WHAT TO PRODUCE: Only the lines from the one that contains "of the shoe" through the final line of the entries should be repeated, exactly as written.

Natural language region descriptions
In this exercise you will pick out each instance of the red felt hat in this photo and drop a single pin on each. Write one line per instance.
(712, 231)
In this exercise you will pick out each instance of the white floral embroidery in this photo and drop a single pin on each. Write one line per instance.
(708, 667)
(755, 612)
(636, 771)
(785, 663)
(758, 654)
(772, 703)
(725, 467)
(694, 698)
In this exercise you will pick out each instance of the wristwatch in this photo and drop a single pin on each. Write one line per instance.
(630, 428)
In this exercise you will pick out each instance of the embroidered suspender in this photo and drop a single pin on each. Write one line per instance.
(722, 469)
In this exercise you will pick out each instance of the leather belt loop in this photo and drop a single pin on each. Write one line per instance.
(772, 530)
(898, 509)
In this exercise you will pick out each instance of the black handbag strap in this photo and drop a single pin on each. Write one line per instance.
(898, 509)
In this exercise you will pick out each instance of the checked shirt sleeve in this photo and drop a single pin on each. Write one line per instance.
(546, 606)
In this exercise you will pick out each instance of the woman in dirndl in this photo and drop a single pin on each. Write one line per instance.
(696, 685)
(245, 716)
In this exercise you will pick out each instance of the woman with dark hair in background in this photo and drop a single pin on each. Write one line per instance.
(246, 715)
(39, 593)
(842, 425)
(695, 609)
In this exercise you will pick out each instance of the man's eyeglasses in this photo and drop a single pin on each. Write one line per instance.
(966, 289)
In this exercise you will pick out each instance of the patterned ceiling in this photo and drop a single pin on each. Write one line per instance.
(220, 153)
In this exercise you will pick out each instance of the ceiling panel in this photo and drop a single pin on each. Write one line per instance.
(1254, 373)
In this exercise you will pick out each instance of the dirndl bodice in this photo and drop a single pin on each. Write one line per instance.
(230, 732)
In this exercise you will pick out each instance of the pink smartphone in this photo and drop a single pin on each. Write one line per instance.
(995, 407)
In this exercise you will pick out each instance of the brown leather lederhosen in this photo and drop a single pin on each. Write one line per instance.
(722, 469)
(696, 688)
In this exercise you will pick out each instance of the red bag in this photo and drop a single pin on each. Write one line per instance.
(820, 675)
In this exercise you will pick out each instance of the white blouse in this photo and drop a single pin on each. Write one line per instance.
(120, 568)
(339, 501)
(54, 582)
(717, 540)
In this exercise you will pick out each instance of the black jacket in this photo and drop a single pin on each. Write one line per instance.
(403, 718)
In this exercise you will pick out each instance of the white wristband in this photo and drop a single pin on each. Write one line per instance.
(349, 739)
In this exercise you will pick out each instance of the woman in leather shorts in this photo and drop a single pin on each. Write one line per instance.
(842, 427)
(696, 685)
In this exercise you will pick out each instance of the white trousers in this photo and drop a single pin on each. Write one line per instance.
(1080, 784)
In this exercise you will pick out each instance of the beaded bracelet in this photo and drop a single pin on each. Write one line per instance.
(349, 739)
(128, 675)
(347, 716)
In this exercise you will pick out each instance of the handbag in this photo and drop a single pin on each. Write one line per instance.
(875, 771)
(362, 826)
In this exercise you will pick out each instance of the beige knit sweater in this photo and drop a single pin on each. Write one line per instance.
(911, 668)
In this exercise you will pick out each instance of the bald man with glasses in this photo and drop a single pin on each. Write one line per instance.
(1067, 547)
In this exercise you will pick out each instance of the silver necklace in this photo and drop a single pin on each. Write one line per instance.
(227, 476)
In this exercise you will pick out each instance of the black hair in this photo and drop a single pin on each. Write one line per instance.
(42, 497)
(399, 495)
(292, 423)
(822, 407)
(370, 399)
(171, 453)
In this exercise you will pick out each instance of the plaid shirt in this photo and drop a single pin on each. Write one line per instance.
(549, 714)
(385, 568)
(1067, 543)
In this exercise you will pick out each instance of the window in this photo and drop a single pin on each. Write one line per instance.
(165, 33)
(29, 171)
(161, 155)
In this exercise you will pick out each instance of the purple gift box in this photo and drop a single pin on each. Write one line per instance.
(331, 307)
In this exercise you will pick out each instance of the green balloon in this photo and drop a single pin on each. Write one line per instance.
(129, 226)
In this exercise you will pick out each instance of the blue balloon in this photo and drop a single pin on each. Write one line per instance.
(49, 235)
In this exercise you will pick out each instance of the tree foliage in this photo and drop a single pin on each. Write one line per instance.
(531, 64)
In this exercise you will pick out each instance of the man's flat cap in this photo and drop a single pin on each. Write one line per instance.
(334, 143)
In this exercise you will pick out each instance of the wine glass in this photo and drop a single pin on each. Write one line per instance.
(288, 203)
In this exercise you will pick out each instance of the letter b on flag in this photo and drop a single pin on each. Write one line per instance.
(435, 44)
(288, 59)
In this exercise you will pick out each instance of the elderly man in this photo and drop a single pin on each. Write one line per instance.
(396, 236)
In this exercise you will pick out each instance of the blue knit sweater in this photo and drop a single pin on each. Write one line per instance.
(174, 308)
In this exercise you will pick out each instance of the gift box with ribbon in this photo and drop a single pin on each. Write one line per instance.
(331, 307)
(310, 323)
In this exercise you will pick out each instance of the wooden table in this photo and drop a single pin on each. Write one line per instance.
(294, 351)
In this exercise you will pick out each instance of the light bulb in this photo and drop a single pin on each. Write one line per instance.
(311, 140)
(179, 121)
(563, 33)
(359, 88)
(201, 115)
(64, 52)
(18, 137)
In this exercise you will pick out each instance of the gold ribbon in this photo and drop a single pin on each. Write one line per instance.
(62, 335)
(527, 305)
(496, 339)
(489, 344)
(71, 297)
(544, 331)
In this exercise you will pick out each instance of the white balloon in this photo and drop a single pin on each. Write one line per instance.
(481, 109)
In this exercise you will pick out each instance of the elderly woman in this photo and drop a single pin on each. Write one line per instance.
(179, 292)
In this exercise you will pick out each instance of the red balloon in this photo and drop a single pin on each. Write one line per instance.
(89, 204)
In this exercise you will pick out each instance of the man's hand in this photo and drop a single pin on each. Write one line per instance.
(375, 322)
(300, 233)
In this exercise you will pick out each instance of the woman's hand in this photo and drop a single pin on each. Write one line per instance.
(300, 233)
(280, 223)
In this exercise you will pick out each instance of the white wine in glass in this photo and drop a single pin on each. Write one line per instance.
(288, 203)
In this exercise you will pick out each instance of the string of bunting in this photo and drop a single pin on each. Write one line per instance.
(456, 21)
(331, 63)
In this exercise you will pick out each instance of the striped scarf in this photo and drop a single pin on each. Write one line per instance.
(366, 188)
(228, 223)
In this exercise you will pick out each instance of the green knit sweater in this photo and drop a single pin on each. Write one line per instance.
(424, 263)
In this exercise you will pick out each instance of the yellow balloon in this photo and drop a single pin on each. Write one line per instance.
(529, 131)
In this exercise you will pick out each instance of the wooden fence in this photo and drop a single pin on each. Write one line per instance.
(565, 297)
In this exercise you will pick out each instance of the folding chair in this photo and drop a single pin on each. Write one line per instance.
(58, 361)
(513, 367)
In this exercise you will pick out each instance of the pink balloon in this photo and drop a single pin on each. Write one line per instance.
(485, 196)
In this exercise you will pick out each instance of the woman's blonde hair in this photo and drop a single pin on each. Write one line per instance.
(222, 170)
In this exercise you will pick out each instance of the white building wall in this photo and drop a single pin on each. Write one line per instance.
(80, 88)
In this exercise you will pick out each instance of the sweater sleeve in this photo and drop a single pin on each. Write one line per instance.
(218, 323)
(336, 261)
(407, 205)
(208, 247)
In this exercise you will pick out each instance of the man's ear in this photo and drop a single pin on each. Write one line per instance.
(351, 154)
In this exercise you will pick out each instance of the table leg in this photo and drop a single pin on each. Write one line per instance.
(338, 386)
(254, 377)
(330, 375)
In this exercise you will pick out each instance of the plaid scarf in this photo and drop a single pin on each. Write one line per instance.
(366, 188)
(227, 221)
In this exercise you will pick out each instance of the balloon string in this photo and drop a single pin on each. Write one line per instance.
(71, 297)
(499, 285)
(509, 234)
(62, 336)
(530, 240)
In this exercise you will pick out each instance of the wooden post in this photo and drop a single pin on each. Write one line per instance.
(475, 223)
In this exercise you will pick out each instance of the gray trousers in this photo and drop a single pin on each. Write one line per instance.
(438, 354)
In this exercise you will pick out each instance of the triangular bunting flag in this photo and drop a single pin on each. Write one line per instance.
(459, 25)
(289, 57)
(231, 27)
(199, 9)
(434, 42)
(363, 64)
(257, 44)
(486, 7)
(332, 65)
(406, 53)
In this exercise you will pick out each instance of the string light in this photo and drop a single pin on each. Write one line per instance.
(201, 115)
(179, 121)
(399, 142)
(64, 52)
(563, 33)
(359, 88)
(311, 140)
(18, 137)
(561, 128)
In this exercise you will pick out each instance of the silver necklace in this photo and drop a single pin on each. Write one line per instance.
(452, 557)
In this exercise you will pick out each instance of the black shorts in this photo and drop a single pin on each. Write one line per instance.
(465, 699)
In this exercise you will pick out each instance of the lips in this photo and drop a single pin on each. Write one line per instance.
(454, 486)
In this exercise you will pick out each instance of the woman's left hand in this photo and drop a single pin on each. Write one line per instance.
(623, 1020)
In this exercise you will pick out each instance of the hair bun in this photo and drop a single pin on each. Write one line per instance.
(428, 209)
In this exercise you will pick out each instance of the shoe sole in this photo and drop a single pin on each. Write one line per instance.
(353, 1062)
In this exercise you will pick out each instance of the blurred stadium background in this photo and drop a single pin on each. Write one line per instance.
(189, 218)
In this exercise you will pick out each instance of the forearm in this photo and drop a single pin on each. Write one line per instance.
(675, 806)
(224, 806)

EXERCISE OUTPUT:
In this exercise you will pick out each instance of the shoe sole in this photo and drop a single pin on each. Write one line per instance.
(353, 1062)
In this exercise you will pick out each instance of the blurred stadium background in this photo and drop a single pin on each. Write one line per instance.
(189, 218)
In this exercise you will pick out each instance of the forearm in this photo and drop a single pin on each. Write one line per instance.
(675, 806)
(224, 806)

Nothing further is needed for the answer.